**WHAT TO PRODUCE**
Restate word for word the lines of the entries below, starting with the line that holds "Query: neighboring house" and ending with the line that holds "veneer wall, one point per instance", and no others.

##############################

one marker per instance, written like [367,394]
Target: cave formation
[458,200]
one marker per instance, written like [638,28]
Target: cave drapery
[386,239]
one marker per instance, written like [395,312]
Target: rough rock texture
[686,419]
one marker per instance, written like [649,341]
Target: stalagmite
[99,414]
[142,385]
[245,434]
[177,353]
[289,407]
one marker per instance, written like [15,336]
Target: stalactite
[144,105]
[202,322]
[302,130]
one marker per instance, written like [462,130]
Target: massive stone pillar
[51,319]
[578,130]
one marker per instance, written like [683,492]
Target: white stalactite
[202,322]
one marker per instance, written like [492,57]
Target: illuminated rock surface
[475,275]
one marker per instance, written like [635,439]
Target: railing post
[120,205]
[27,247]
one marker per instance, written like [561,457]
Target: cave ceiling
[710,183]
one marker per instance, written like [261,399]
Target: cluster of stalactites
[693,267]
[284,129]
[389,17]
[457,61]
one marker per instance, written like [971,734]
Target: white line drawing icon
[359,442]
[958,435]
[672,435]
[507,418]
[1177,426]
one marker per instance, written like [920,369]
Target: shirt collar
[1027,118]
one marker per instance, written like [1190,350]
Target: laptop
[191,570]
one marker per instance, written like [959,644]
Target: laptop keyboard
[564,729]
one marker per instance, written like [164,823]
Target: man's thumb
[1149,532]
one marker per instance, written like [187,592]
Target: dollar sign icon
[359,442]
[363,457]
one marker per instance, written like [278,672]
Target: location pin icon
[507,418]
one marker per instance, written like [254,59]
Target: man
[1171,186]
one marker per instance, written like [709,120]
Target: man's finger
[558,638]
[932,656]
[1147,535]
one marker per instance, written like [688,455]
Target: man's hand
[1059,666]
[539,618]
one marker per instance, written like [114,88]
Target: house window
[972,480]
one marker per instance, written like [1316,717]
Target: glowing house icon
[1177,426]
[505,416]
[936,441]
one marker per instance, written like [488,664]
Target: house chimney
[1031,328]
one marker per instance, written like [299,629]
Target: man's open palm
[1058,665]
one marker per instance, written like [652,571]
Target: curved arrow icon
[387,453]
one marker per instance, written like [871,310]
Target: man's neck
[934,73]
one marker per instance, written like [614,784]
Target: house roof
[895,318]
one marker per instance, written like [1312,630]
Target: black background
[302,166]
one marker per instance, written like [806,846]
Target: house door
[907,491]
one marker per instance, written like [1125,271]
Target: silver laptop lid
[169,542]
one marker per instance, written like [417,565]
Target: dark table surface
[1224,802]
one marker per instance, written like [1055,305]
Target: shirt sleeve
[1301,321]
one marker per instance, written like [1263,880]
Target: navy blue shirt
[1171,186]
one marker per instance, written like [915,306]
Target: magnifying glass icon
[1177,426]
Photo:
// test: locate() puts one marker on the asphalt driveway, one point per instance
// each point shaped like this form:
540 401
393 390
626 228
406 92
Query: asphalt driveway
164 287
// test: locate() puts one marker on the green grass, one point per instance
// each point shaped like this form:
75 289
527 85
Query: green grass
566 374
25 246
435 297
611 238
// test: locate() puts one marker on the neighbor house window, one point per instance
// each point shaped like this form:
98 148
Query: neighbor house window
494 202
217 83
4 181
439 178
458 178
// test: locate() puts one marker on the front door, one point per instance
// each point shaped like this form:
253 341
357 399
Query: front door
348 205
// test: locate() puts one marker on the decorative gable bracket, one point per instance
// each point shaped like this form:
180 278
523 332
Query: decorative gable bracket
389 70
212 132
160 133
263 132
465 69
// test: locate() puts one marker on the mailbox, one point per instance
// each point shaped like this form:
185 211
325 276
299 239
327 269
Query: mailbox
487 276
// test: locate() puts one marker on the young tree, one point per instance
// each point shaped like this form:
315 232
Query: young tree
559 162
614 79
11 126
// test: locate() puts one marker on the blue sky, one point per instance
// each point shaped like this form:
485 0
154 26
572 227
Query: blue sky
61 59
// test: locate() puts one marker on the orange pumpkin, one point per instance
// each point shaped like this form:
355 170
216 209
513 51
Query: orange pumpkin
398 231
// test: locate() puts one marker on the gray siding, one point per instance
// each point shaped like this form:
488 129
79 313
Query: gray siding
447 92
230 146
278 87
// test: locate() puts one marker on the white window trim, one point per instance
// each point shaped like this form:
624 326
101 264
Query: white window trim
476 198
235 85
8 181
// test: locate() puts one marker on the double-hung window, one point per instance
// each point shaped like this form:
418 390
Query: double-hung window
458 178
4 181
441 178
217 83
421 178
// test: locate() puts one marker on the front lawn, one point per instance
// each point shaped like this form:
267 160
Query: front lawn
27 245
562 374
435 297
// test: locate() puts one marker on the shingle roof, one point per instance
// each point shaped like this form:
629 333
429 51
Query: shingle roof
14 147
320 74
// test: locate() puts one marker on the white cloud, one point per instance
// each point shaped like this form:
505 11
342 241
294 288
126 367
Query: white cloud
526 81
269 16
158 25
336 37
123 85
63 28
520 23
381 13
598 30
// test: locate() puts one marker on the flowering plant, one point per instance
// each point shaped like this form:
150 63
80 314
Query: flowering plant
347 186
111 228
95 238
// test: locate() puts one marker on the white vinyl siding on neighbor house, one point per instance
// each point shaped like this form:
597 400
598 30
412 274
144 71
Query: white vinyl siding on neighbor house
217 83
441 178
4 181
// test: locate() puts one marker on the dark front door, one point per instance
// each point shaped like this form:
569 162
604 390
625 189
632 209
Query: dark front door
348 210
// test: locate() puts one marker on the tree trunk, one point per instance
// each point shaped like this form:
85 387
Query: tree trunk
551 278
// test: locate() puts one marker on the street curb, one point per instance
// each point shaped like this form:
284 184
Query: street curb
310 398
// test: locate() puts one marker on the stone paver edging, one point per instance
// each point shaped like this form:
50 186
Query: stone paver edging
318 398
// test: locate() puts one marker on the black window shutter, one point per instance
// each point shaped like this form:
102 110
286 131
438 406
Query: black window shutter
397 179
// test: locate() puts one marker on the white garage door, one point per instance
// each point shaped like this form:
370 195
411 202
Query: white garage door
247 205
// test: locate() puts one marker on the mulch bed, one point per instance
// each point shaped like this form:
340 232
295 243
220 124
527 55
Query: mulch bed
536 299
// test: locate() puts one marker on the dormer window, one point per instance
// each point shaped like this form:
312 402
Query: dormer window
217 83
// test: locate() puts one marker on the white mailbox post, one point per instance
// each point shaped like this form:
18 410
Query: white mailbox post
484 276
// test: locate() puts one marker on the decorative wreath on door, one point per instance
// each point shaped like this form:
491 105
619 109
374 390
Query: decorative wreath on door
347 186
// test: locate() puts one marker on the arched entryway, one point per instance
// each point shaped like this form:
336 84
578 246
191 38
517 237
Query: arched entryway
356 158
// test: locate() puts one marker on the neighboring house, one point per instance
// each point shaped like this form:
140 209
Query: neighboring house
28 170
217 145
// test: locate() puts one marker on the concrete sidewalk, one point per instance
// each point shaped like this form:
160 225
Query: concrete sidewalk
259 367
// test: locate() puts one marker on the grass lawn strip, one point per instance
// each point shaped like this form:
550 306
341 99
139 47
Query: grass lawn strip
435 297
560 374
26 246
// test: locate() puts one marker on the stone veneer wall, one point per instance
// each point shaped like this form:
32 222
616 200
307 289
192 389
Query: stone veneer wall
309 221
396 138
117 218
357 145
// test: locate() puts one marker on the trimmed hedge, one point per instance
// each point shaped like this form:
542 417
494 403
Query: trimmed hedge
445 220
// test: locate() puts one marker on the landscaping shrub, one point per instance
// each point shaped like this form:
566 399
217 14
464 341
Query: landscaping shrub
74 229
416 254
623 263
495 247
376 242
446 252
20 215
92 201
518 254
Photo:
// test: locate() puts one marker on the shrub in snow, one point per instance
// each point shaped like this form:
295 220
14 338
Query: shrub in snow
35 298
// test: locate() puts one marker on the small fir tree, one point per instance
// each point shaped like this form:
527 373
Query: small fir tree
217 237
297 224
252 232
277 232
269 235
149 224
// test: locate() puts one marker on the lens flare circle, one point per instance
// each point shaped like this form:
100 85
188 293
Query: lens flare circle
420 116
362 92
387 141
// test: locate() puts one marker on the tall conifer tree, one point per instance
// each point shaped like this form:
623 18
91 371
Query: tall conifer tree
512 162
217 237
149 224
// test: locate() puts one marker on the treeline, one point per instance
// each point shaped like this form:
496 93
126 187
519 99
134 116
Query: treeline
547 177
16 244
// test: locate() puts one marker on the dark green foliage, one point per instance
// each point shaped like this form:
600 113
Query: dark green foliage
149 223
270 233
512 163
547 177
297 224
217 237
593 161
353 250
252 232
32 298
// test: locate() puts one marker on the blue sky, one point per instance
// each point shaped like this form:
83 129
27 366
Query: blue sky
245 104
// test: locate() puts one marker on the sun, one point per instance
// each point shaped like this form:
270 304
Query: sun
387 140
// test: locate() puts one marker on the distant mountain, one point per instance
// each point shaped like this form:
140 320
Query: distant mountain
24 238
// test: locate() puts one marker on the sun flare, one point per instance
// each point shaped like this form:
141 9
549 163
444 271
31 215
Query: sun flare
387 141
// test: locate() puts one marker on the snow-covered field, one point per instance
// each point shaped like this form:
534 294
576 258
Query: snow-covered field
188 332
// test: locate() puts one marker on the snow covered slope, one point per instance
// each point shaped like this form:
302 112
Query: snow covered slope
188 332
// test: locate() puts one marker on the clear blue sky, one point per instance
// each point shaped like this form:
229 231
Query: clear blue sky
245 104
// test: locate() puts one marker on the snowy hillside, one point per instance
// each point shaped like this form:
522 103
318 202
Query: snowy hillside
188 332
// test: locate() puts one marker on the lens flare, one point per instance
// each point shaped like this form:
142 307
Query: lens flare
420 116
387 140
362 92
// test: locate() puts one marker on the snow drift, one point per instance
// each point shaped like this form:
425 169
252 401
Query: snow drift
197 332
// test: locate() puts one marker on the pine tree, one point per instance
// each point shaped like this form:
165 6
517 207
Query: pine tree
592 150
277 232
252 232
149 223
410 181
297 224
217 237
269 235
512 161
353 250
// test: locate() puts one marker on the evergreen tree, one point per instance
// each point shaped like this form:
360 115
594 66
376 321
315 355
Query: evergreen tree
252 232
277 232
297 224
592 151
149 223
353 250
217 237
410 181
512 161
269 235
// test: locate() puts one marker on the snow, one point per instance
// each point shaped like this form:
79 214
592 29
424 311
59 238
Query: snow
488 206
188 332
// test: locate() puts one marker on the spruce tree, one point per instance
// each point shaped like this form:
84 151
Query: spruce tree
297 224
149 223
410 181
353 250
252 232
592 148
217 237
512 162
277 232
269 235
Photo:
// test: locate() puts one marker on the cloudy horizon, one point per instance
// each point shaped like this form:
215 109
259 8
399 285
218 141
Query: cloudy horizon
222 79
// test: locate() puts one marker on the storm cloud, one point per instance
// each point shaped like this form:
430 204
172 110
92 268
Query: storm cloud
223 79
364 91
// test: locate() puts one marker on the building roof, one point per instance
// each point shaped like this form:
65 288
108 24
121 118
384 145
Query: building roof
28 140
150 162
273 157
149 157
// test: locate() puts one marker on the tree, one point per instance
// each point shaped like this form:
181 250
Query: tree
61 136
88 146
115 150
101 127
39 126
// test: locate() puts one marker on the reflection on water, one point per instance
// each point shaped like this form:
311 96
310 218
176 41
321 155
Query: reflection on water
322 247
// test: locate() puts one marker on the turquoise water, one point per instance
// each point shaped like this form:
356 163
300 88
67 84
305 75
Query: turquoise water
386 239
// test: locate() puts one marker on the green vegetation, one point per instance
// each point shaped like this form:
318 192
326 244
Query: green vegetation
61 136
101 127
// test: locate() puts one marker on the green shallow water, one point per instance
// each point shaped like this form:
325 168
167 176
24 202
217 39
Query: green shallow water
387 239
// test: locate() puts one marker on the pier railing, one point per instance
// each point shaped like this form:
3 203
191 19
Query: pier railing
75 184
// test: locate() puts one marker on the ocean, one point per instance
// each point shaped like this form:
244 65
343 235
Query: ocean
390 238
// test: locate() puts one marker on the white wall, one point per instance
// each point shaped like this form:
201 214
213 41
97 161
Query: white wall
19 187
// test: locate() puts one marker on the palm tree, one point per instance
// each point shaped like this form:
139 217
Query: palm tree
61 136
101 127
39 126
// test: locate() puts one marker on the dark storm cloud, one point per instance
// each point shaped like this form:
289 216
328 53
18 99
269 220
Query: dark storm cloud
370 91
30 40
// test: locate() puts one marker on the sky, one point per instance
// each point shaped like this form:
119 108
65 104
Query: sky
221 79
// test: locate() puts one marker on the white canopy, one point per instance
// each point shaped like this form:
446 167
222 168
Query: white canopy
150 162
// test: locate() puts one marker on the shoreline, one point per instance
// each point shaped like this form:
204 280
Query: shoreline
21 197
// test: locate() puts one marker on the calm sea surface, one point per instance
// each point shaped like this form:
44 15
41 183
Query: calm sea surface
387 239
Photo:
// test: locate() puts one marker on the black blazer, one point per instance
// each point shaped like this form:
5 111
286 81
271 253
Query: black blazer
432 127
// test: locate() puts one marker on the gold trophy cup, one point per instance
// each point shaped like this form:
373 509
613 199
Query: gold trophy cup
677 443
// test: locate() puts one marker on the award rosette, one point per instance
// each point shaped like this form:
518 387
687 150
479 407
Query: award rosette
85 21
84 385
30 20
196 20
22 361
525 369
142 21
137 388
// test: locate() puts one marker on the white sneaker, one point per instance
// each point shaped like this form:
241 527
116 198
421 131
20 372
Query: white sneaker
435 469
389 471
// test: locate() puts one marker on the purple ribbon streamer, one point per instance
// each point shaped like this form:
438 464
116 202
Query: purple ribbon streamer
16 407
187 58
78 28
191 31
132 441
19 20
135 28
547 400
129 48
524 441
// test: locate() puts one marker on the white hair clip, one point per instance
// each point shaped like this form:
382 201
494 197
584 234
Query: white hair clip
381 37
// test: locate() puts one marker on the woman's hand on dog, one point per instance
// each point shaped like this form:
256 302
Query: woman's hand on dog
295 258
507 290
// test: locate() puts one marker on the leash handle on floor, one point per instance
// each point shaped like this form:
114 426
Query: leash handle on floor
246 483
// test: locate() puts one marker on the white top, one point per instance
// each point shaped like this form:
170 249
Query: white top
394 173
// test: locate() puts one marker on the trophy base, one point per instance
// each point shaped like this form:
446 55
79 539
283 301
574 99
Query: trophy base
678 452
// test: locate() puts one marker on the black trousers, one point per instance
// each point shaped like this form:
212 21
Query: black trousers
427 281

##############################

**RESPONSE**
Query: neighboring house
28 170
217 145
// test: locate() puts one marker on the concrete sidewalk, one point per instance
// each point shaped like this form:
160 225
Query: concrete sidewalk
259 367
// test: locate() puts one marker on the grass lawn strip, one point per instance
// each point shaped like this form:
550 306
341 99
139 47
Query: grass lawn strip
435 297
560 374
26 246
// test: locate() puts one marker on the stone veneer wall, one point per instance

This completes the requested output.